§ WRITTEN REQUEST
Please extract every row below that contains the string "plank". Case matters.

Stored dataset items
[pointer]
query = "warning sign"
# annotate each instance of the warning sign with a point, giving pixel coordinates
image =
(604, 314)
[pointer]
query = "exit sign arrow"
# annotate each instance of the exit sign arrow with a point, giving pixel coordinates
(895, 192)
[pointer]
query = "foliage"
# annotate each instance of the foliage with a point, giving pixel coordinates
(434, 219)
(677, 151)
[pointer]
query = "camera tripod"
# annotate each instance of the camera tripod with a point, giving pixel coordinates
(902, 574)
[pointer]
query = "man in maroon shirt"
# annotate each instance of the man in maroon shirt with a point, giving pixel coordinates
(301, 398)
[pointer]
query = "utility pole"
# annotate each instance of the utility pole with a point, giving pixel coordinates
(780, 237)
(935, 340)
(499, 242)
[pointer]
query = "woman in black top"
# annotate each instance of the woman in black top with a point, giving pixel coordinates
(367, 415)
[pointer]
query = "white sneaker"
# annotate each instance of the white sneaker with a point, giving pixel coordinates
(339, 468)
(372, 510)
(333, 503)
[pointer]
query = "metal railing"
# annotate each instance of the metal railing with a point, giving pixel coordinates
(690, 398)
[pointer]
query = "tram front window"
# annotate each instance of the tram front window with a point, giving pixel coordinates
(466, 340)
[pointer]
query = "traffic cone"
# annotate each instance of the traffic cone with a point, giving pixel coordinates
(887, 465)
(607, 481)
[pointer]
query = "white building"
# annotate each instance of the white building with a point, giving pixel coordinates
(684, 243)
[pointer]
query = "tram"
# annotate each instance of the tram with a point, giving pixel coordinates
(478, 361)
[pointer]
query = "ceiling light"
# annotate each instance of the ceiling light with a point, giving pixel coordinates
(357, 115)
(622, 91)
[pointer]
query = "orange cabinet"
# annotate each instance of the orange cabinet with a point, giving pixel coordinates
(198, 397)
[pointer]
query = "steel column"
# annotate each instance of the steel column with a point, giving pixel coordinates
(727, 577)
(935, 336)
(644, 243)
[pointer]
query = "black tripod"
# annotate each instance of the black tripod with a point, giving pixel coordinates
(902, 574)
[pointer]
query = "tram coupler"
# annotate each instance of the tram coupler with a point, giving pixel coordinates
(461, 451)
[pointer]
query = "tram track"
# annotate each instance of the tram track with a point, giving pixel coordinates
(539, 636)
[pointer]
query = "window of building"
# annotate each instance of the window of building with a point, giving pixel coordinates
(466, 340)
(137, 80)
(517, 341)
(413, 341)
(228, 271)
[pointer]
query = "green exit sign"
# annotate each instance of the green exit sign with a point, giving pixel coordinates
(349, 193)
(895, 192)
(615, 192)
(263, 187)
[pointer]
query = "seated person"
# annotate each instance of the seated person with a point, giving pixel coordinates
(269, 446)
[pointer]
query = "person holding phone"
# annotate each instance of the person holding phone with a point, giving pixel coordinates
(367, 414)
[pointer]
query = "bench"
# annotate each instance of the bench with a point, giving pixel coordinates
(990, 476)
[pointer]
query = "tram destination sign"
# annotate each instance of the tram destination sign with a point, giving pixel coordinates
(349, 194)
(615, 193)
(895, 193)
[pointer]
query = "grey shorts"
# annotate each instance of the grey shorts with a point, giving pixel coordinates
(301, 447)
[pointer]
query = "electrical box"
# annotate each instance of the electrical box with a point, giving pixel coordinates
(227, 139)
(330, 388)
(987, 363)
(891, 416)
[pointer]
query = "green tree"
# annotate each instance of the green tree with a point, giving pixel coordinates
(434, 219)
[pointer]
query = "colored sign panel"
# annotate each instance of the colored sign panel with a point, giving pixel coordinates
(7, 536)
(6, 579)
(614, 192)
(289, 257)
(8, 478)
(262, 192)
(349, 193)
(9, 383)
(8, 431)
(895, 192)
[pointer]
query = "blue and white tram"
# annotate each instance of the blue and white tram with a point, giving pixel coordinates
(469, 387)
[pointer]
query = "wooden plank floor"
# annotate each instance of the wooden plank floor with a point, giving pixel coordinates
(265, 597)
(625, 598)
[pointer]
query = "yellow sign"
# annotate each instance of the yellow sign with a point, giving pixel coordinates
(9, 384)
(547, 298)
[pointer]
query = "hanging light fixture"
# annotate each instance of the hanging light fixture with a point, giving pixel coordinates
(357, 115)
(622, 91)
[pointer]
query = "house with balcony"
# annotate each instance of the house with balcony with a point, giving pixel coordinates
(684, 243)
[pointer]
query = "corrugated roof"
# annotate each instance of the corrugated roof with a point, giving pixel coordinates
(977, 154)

---

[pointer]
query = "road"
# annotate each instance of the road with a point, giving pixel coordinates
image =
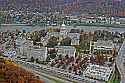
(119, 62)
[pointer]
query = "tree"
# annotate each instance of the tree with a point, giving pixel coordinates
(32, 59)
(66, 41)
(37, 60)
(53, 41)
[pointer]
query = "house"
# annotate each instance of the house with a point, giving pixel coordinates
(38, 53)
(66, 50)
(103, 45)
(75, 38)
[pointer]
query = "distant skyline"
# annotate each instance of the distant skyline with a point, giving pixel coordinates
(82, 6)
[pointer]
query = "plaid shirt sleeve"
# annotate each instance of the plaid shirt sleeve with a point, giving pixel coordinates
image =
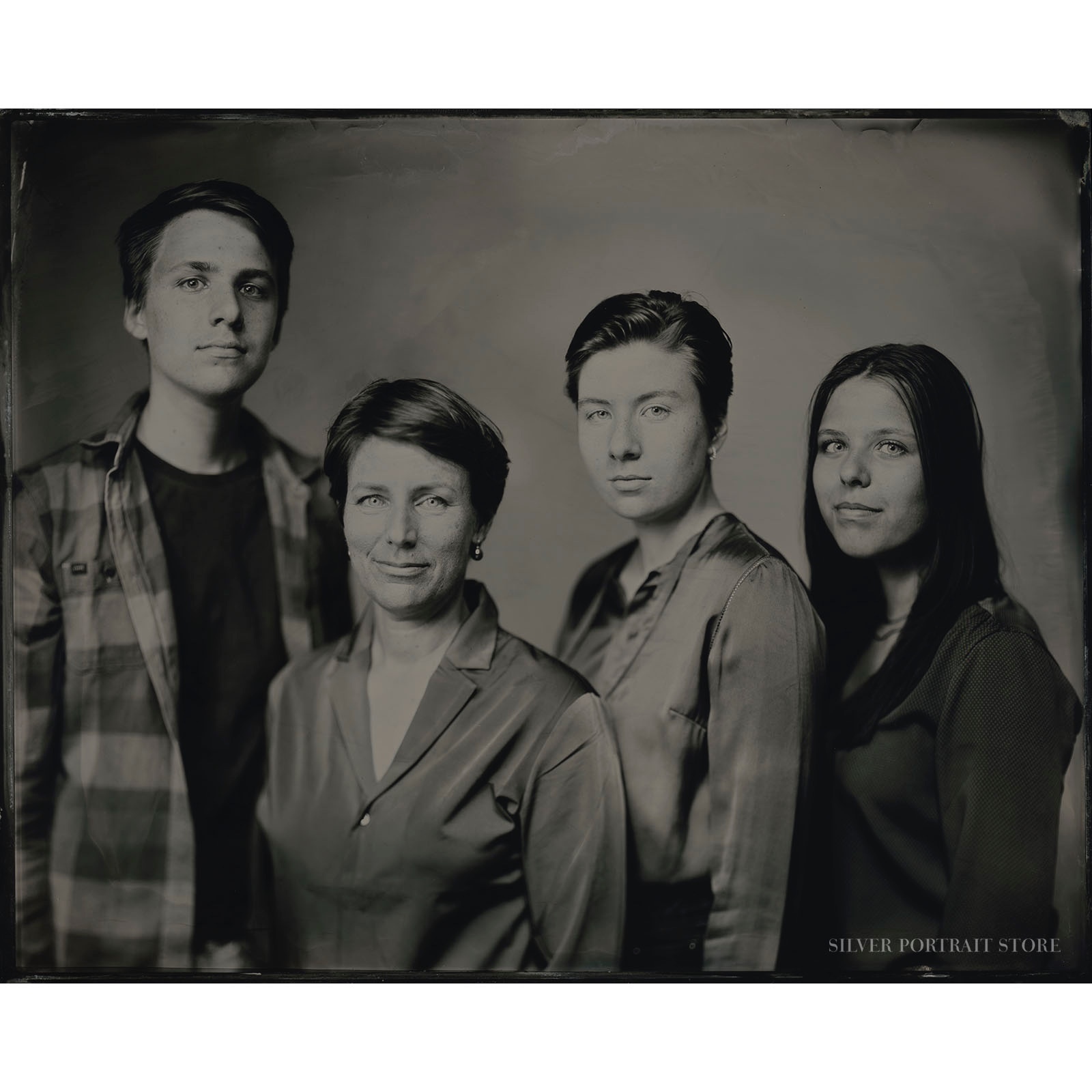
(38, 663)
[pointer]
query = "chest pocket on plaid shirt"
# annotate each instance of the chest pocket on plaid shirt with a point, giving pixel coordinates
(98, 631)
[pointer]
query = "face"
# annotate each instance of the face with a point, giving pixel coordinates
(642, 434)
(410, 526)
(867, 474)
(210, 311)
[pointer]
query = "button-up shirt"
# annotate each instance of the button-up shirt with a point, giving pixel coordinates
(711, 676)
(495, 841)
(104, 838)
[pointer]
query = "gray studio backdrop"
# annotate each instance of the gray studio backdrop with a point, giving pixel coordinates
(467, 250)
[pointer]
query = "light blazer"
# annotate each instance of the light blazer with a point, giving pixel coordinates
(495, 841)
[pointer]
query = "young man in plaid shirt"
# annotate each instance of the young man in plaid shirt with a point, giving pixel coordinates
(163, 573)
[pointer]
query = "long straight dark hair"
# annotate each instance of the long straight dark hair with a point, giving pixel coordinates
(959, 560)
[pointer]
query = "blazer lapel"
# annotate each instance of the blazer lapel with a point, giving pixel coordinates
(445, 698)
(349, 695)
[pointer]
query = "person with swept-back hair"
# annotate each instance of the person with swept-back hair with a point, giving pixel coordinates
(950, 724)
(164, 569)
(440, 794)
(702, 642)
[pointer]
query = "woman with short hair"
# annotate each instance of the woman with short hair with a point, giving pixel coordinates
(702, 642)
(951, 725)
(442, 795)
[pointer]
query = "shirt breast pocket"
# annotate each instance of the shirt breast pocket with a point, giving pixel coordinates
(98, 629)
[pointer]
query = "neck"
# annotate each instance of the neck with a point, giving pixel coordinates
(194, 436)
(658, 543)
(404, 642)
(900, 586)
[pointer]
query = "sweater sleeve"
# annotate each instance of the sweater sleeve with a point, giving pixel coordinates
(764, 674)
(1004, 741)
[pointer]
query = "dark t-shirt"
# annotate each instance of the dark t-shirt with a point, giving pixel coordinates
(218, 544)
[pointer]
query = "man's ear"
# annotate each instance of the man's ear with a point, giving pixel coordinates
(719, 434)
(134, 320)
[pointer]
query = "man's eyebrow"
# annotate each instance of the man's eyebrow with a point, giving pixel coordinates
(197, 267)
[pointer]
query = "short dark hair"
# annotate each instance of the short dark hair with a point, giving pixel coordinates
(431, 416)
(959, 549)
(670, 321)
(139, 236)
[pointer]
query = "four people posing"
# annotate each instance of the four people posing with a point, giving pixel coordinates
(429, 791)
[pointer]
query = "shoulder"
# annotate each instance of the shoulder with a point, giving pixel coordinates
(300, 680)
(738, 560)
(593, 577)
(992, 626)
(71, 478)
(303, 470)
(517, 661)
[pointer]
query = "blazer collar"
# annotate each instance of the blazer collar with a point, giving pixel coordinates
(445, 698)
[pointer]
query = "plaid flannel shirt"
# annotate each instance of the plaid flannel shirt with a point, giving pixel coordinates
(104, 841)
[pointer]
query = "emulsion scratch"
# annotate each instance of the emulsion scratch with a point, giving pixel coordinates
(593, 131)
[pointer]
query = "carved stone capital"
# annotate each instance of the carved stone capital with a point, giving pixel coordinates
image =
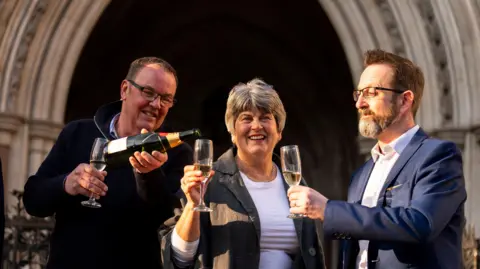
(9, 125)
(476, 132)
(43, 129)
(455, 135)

§ RESPONSE TO THE TASK
query = "wooden plank floor"
# annotate each instance of the wooden plank floor with a point, giving pixel coordinates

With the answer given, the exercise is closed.